- Exercise aim -
Nothing in the records may be left out or altered; reproduce them all exactly.

___ Data for this exercise ___

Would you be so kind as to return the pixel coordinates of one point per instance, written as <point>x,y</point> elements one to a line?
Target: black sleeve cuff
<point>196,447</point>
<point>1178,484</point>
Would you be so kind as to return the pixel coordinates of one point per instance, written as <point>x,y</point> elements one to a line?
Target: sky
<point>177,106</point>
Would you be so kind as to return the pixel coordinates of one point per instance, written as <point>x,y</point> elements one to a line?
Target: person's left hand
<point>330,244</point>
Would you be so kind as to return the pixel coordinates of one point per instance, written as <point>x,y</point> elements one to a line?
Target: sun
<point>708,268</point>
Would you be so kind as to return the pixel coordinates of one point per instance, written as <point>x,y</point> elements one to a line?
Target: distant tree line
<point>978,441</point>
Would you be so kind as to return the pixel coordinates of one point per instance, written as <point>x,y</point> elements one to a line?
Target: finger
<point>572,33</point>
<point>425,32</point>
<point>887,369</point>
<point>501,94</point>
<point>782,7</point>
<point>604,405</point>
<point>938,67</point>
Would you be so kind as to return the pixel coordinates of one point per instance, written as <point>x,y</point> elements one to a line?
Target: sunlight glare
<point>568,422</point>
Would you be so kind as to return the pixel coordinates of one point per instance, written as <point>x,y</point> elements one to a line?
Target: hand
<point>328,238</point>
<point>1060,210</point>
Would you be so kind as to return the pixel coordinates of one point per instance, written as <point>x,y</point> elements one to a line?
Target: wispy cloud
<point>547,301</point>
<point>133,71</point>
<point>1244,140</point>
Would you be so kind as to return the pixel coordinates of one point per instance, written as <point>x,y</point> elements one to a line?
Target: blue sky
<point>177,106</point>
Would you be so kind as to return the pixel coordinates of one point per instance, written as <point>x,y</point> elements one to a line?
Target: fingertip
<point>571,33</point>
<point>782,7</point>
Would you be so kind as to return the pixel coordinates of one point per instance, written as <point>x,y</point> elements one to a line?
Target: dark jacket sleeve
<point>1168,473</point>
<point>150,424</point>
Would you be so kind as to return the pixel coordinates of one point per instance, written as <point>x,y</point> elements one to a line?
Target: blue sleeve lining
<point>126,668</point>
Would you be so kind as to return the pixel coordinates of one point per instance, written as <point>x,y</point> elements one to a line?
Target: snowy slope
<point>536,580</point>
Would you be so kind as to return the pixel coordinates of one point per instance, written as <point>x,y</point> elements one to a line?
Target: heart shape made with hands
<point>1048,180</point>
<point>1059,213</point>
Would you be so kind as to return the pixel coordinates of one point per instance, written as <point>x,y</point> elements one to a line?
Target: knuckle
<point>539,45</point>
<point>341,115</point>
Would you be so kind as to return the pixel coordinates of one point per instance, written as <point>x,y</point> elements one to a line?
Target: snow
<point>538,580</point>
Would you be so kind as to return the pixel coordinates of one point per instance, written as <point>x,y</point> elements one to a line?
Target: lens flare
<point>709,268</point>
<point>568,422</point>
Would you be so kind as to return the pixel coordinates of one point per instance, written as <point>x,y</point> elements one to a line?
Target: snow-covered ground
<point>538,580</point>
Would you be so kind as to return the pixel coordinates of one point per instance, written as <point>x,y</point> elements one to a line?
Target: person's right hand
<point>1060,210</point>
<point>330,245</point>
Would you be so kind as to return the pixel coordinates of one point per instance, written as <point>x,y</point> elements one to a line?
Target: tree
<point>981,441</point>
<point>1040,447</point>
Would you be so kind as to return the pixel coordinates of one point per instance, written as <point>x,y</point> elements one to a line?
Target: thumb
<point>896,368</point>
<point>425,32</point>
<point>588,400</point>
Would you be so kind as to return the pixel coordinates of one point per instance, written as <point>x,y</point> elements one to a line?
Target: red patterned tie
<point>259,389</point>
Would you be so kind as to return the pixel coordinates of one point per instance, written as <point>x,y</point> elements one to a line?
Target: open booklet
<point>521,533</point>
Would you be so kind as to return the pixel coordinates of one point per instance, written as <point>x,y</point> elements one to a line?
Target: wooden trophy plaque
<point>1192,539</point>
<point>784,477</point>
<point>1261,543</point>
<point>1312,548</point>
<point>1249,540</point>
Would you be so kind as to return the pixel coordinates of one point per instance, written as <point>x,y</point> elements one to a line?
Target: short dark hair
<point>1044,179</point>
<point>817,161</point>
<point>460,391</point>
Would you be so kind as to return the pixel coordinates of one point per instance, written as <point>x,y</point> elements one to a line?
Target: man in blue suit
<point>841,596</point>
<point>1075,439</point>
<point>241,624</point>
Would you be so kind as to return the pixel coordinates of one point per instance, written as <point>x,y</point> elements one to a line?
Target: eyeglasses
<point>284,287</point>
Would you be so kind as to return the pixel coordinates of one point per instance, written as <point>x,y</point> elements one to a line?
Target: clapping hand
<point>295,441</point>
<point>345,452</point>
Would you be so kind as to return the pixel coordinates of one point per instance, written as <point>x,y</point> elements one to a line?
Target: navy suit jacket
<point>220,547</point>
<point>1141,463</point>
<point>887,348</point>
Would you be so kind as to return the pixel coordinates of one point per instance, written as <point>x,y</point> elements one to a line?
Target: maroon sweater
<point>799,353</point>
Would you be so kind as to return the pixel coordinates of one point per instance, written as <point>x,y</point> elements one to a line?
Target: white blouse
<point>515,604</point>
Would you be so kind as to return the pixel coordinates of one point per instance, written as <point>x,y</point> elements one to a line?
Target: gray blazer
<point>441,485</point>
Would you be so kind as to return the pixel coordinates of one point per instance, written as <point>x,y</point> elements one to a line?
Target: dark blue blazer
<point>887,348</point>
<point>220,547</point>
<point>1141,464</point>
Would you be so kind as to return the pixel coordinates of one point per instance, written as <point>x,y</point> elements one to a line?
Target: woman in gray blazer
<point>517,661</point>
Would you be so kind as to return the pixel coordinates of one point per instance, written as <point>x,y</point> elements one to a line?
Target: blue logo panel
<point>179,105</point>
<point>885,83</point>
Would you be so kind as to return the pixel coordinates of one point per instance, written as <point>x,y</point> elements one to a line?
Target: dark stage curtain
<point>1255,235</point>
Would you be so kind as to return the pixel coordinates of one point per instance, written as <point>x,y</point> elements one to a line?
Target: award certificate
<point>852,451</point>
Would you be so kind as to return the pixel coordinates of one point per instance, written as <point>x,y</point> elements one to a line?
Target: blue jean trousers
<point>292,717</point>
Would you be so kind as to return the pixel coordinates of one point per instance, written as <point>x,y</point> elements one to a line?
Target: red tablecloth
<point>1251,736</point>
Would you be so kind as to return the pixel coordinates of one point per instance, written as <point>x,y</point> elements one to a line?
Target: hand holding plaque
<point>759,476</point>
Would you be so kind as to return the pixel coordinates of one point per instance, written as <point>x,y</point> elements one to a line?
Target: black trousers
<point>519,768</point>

___

- Response to the task -
Would you be so kind as to return the pixel coordinates of one point per instance, written as <point>x,y</point> elements one to a line?
Target: black sleeve cuff
<point>196,447</point>
<point>1178,484</point>
Would you be so kind as to return the pixel coordinates of one point per instance, written as <point>x,y</point> elements one to a line?
Target: sky
<point>177,106</point>
Would you be so kind as to return the pixel coordinates of one point per instance, written as <point>x,y</point> elements one to a line?
Target: person's left hand
<point>330,244</point>
Would you be so kind as to return the pixel coordinates of one point per instance, written as <point>x,y</point> elements one to a line?
Target: sun
<point>708,268</point>
Would you be so kind as to return the pixel coordinates of one point per instance, written as <point>x,y</point> elements one to a line?
Target: distant tree line
<point>978,441</point>
Would you be so kind as to return the pixel coordinates of one point per instance, written as <point>x,y</point> elements one to a line?
Target: finger
<point>572,33</point>
<point>425,32</point>
<point>887,369</point>
<point>501,94</point>
<point>782,7</point>
<point>604,405</point>
<point>938,67</point>
Would you be so kind as to return the pixel coordinates of one point per instance, written as <point>x,y</point> elements one to a line?
Target: sunlight glare
<point>568,422</point>
Would you be so kind as to return the pixel coordinates of one point per instance, written as <point>x,y</point> elements one to a line?
Target: hand
<point>328,238</point>
<point>1060,210</point>
Would you be so kind as to return the pixel coordinates of one point per instance, written as <point>x,y</point> elements one to a line?
Target: wispy cloud
<point>547,301</point>
<point>133,71</point>
<point>1244,140</point>
Would you be so kind as to return the pixel coordinates of one point per instance, written as <point>x,y</point> elements one to a line?
Target: blue sky
<point>177,106</point>
Would you be so kind as to return the pixel coordinates of one point per instance, written as <point>x,y</point> elements one to a line?
Target: fingertip
<point>571,33</point>
<point>782,7</point>
Would you be so kind as to return the pixel coordinates of one point per instance, written as <point>x,y</point> elements one to a line?
Target: dark jacket sleeve
<point>1168,473</point>
<point>150,424</point>
Would you be so kind as to return the pixel coordinates of one point per instance, written as <point>x,y</point> elements one to a line?
Target: blue sleeve lining
<point>126,668</point>
Would you be so kind as to return the pixel coordinates of one point per instance, written as <point>x,y</point> elements one to a line?
Target: snowy slope
<point>536,580</point>
Would you be so kind as to return the pixel coordinates of one point per instance, written as <point>x,y</point> elements one to a line?
Target: heart shape made with hands
<point>1048,180</point>
<point>1059,213</point>
Would you be so kind as to return the pixel coordinates of one point per instance, written as <point>x,y</point> elements one to a line?
Target: knuckle
<point>539,45</point>
<point>341,115</point>
Would you be so kind as to return the pixel coordinates of one point per instance, written as <point>x,y</point> elements one to a line?
Target: snow
<point>538,580</point>
Would you be so kind as to return the pixel coordinates of one point per instance, written as <point>x,y</point> elements one to a line?
Target: lens flare
<point>709,268</point>
<point>568,422</point>
Would you be so kind as to return the pixel coordinates of one point per instance, written as <point>x,y</point> elements one to a line?
Target: snow-covered ground
<point>538,580</point>
Would you be so kind as to return the pixel coordinates of one point per instance, written as <point>x,y</point> elements one to a line?
Target: person's right hand
<point>1060,210</point>
<point>330,245</point>
Would you be so kind as to return the pixel coordinates of one point per instance, written as <point>x,y</point> elements one to a line?
Target: tree
<point>981,441</point>
<point>1040,447</point>
Would you be so kind as to return the pixel coordinates of one point per instance, written as <point>x,y</point> elements one to a line?
Target: thumb
<point>896,368</point>
<point>425,32</point>
<point>588,400</point>
Would you be so kind as to return the pixel coordinates of one point per instance, written as <point>x,y</point> elements one to a line?
Target: red patterned tie
<point>259,389</point>
Would you be so kind as to return the pixel coordinates of one point per instance, written as <point>x,y</point> elements one to a line?
Target: open booklet
<point>521,533</point>
Would you be so kind as to return the pixel coordinates of one point per instance, written as <point>x,y</point> elements one to a line?
Target: wooden trophy plaque
<point>1192,539</point>
<point>784,477</point>
<point>1261,543</point>
<point>1312,548</point>
<point>1249,540</point>
Would you be so kind as to return the pixel coordinates of one point per instance, written as <point>x,y</point> elements one to a line?
Target: short dark hair
<point>1044,179</point>
<point>817,161</point>
<point>460,391</point>
Would you be so kind as to return the pixel coordinates of one point per instance, written as <point>x,y</point> elements one to a line?
Target: man in blue suit
<point>841,596</point>
<point>1075,439</point>
<point>241,624</point>
Would you be so kind as to return the pixel coordinates of one point per instance, written as <point>x,y</point> elements one to a line?
Target: eyeglasses
<point>284,287</point>
Would you be so kind as to return the pixel coordinates of one point per instance, written as <point>x,y</point> elements one to a line?
Target: clapping hand
<point>295,441</point>
<point>345,452</point>
Would you be so kind as to return the pixel coordinates of one point per instance, written as <point>x,y</point> elements one to a line?
Target: navy suit jacket
<point>220,547</point>
<point>1141,463</point>
<point>887,348</point>
Would you be so kind as to return the pixel coordinates of one point per instance, written as <point>x,y</point> elements one to a line?
Target: maroon sweater
<point>799,353</point>
Would you be so kind as to return the pixel coordinates of one point per instance, written as <point>x,y</point> elements one to a line?
Target: white blouse
<point>515,604</point>
Would you be so kind as to return the pixel coordinates of one point per instance, written as <point>x,y</point> elements one to a line?
Target: gray blazer
<point>441,485</point>
Would you be so kind as to return the pixel coordinates of one point per instance, written as <point>x,y</point> elements one to a line?
Target: dark blue blazer
<point>887,348</point>
<point>220,547</point>
<point>1141,464</point>
Would you be so kind as to return the pixel coordinates of one point per instance, written as <point>x,y</point> elements one to a line?
Target: woman in gray blazer
<point>517,661</point>
Would you be so kind as to return the pixel coordinates of one point per instance, written as <point>x,y</point> elements one to a line?
Target: blue logo panel
<point>179,105</point>
<point>885,83</point>
Would you be so kind as to return the pixel coordinates of one point per instance, written as <point>x,y</point> elements one to a line?
Target: dark stage curtain
<point>1255,235</point>
Would you be so kind as to return the pixel coordinates of one point per instance, written as <point>x,y</point> elements one to a line?
Target: award certificate
<point>852,451</point>
Would you be so kind as to return the pixel coordinates of one point per instance, written as <point>x,y</point> elements one to a line?
Target: blue jean trousers
<point>292,717</point>
Would you be so kind as to return the pixel coordinates of one point per instance, written as <point>x,y</point> elements one to a line?
Target: red tablecloth
<point>1251,736</point>
Would you be so kind as to return the pixel coordinates of one point per instance, written as <point>x,y</point> elements one to a line?
Target: hand holding plaque
<point>759,476</point>
Would you be so kind as to return the pixel coordinates of one point per instance, written as <point>x,y</point> elements one to a line?
Target: black trousers
<point>519,768</point>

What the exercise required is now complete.